> **Text segment**
----------

I have been testing Android phones lately, particularly low-end phones in order to understand the smartphone experience for less affluent users.gionee_logo

(Edit: June 28 2013. 3 months after the initial review, I dislike this phone greatly. As preexisting apps cannot be uninstalled, when those apps upgrade themselves over time, the internal memory runs out of space. This causes some of those apps to no longer run. I get a Twitter crash notification every day. Beyond that, I cannot message some people via SMS and it’s not clear why. Some people I can message, others I cannot. Phone numbers are not recognized well – a number saved in your phone with () or dashes might not be recognized when that user actually calls. At this point, I guess I can still say it is worth $40. But, it’s really just worth $40.)

In Vietnam, the cheapest, most affordable device I could find was the Gionee Pocket, currently listed at 990,000 VND, or about $47 USD. I got mine about 6 weeks ago, on sale from TheGioiDiDong for only about $40 and have been using it for the last 3 weeks. Gionee seems to be a Chinese manufacturer, and I couldn’t find a working official website for them, even from their instruction manual. In Vietnam, there’s http://www.gioneemobile.com.vn/, which seems to be run by their local distributor, Phoenix.

----------

> **Recorded data**
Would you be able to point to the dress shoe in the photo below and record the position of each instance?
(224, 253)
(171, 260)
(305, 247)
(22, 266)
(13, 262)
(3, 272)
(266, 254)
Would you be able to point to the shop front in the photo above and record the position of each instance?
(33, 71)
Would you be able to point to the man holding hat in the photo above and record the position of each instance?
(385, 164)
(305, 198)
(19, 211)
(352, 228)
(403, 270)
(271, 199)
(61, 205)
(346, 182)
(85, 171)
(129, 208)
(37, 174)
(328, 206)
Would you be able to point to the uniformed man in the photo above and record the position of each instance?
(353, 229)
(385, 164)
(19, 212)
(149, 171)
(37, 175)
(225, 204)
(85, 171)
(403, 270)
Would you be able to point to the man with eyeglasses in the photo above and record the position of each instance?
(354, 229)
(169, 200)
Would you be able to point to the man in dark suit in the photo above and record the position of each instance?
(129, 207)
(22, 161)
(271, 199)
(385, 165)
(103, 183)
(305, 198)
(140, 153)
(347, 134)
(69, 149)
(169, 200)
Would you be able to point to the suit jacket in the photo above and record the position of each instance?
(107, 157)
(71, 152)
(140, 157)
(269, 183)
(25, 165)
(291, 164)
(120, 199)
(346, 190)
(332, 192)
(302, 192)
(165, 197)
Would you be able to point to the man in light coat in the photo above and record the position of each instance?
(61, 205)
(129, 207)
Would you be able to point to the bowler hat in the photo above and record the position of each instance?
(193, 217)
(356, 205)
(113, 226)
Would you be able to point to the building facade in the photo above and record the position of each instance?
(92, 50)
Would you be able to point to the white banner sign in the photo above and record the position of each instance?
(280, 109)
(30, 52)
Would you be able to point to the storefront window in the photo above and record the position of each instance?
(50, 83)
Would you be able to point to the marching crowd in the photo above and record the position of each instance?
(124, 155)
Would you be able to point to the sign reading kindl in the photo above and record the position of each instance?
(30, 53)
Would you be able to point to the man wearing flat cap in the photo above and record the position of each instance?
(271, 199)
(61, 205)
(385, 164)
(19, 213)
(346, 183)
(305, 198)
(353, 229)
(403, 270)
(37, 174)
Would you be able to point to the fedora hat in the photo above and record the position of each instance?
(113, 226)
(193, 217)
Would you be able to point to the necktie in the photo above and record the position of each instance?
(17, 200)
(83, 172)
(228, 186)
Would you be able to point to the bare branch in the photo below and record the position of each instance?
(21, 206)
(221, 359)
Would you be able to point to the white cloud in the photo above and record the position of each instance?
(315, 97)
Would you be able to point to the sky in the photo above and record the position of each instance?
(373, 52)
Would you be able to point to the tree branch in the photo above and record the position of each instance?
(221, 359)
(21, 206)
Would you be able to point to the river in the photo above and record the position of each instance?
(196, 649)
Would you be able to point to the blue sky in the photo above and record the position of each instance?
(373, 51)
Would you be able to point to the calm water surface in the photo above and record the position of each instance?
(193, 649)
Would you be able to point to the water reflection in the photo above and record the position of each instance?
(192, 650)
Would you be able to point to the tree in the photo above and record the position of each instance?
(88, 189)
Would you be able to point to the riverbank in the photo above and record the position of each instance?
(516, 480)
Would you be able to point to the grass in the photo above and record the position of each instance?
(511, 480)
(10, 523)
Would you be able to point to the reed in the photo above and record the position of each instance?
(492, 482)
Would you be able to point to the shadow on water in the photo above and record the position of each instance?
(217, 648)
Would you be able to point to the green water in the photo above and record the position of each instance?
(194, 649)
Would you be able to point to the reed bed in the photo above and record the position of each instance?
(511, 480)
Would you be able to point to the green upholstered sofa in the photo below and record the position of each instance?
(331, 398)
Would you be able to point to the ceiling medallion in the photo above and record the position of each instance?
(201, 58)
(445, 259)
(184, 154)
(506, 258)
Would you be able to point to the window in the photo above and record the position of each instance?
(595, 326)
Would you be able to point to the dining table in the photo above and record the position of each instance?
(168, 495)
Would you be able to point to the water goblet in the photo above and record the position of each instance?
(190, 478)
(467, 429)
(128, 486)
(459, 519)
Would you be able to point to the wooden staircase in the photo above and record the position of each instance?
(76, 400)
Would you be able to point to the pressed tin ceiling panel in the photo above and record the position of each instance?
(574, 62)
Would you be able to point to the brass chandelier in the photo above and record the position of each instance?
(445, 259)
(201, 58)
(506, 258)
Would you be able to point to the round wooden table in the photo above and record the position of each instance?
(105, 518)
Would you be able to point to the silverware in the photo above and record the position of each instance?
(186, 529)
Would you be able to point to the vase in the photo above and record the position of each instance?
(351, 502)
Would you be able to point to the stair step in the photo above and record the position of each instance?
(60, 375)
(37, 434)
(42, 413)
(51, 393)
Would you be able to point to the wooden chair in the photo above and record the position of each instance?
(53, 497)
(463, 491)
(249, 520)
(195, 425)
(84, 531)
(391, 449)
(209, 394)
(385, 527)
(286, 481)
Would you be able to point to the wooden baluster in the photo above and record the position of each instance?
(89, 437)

----------

> **Prompt 1**
For each statement about the Gionee Pocket review, answer yes or no and quote the exact words from the review that decide it.
(a) The writer bought the phone on sale for about $40.
(b) Apps that come preinstalled on the phone can be uninstalled.
(c) The writer found a working official Gionee website through the instruction manual.
> **Prompt 2**
Please quote the Gionee Pocket review from "In Vietnam, the cheapest, most" up to and including "local distributor, Phoenix.".
> **Prompt 3**
Answer these questions using the Gionee Pocket review:
(a) What is the phone's current listed price in VND?
(b) Which app sends the writer a crash notification every day?
(c) Who seems to run the Gionee website in Vietnam?
The records come from a different source than the Gionee Pocket review.

> **Task response 1**
(a) Yes: "on sale from TheGioiDiDong for only about $40"
(b) No: "preexisting apps cannot be uninstalled"
(c) No: "I couldn’t find a working official website for them, even from their instruction manual"

> **Task response 2**
In Vietnam, the cheapest, most affordable device I could find was the Gionee Pocket, currently listed at 990,000 VND, or about $47 USD. I got mine about 6 weeks ago, on sale from TheGioiDiDong for only about $40 and have been using it for the last 3 weeks. Gionee seems to be a Chinese manufacturer, and I couldn’t find a working official website for them, even from their instruction manual. In Vietnam, there’s http://www.gioneemobile.com.vn/, which seems to be run by their local distributor, Phoenix.

> **Task response 3**
(a) 990,000 VND
(b) Twitter
(c) Phoenix, Gionee's local distributor